## DIRECTIVE
Starting at the line that has "the brown grassland" and running through the end of the entries below, write every line out again, including the lines that say what to mark. Scale only the point coordinates in the answers: multiply each by 1.45 and round to a whole number, with halves going up.

## RECORDS FOR THIS TASK
-- begin --

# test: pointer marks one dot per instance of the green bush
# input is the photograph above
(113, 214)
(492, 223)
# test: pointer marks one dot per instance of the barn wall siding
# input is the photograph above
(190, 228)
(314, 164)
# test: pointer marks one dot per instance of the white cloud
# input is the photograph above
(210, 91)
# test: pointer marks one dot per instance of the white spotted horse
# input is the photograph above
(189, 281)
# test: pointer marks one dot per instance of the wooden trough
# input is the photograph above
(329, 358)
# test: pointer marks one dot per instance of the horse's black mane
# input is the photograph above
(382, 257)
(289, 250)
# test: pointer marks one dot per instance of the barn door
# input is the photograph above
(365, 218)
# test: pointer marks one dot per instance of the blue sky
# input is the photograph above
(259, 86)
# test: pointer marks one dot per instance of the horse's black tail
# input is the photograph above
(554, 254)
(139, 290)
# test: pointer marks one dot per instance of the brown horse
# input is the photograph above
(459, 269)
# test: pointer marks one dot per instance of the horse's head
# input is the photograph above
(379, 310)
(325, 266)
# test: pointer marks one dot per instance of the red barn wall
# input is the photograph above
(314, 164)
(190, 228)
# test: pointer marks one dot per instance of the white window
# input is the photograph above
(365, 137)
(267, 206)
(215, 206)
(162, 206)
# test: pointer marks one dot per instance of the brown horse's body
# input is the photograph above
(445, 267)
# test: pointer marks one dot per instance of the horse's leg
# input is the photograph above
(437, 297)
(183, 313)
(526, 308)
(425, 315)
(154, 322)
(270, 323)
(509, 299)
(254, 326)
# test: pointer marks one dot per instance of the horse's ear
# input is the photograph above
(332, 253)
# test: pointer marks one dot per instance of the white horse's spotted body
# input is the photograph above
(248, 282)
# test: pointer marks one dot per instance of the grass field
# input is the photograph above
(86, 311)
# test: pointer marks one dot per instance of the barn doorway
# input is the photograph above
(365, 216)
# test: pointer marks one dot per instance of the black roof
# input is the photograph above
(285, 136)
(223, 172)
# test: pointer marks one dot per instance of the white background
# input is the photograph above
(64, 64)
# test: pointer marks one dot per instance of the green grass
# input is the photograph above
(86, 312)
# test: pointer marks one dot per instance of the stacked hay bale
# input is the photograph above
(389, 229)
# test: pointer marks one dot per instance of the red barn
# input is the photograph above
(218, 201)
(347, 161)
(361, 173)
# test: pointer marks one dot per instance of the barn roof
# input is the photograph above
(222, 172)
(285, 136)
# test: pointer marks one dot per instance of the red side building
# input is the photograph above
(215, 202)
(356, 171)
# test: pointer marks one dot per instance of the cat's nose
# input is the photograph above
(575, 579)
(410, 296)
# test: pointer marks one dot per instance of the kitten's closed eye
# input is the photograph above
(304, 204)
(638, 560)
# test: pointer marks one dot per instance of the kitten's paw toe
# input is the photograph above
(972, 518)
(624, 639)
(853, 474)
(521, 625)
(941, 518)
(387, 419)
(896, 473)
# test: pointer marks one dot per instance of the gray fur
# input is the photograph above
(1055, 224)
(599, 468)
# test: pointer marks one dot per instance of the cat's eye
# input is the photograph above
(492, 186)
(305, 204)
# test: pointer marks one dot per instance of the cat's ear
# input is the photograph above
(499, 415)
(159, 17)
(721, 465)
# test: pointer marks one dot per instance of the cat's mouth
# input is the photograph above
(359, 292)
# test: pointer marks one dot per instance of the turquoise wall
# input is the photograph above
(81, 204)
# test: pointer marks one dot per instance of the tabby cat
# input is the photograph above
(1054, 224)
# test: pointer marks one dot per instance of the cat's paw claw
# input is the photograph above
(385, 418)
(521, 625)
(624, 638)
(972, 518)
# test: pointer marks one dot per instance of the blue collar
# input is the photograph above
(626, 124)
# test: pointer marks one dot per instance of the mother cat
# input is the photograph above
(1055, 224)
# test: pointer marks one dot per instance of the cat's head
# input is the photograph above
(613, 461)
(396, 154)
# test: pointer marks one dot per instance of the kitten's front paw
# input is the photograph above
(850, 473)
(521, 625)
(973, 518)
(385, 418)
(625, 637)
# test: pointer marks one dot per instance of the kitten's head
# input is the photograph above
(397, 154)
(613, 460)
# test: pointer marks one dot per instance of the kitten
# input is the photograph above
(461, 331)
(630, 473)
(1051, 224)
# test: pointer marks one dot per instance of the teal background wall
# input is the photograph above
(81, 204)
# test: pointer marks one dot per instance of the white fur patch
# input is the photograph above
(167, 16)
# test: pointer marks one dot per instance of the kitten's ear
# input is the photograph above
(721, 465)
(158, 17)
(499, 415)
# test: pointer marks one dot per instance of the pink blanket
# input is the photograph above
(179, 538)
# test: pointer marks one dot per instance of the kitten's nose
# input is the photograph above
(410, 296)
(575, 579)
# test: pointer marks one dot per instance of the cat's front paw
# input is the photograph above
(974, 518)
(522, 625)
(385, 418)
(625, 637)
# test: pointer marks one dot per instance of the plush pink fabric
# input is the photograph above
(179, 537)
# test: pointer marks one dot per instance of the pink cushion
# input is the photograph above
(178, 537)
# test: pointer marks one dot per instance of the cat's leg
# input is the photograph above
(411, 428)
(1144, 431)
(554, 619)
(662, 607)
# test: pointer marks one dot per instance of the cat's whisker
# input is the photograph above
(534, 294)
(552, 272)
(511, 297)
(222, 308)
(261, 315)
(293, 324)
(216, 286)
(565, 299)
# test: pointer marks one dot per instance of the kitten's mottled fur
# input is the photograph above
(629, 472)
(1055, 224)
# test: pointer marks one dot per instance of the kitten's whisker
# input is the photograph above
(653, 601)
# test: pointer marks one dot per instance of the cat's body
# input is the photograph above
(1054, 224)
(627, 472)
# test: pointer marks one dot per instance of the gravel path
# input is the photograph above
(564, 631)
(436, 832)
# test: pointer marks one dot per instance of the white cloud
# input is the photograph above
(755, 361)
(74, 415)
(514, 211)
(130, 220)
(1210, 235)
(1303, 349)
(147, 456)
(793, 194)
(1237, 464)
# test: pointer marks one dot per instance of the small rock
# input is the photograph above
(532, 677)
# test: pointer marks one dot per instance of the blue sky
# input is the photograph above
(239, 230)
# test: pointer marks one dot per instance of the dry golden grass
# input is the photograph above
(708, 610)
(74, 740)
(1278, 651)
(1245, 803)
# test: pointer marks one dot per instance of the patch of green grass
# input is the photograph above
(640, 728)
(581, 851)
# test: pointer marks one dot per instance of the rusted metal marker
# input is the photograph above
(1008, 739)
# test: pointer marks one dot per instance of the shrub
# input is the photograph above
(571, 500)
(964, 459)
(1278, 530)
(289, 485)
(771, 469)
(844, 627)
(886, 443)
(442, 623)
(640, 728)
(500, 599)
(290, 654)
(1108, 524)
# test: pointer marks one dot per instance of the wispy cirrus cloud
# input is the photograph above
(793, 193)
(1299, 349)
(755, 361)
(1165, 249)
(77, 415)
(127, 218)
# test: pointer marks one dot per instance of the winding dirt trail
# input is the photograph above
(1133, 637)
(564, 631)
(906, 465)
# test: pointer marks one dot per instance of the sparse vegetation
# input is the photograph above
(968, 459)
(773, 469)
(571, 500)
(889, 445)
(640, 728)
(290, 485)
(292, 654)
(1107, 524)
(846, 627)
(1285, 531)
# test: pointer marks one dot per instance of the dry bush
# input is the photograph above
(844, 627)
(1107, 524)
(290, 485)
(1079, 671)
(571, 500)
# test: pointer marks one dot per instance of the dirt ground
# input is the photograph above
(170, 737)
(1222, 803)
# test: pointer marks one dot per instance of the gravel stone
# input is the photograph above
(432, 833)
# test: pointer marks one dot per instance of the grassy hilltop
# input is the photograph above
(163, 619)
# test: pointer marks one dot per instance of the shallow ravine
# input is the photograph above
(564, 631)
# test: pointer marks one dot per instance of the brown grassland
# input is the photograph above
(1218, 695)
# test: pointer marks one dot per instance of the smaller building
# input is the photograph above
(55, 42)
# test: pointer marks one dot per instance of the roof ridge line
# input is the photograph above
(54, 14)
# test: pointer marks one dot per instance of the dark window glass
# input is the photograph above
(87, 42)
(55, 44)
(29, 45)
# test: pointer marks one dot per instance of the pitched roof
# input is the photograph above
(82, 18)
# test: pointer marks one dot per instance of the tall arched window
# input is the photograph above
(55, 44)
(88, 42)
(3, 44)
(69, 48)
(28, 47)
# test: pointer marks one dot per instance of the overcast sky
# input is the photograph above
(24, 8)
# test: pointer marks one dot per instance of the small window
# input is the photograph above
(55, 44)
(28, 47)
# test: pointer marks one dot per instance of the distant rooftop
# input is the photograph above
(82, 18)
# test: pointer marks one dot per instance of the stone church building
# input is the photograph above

-- end --

## REPLY TO THE EXERCISE
# test: pointer marks one dot per instance of the brown grassland
# input is the photograph above
(1766, 1008)
# test: pointer marks one dot per instance of the smaller building
# input is the photograph above
(80, 61)
# test: pointer marks one dot per instance of the roof ridge line
# input is the photograph above
(78, 20)
# test: pointer marks one dot per instance of the dark window glass
# input is the photograph above
(126, 61)
(80, 64)
(42, 65)
# test: pointer marks one dot per instance of the pitched roof
# input is the photograph above
(119, 26)
# test: pointer marks one dot per instance of the tall arched window
# input is the photograph above
(80, 64)
(128, 61)
(4, 64)
(100, 70)
(41, 68)
# test: pointer marks one dot per instance of the overcast sky
# input is the photograph above
(35, 12)
# test: pointer marks one dot per instance of the small window
# input is the photograph above
(80, 64)
(41, 68)
# test: pointer marks one dot per instance of the distant rooftop
# input is the photograph above
(119, 26)
# test: pointer marks one dot per instance of the stone church building
# input is the photograph above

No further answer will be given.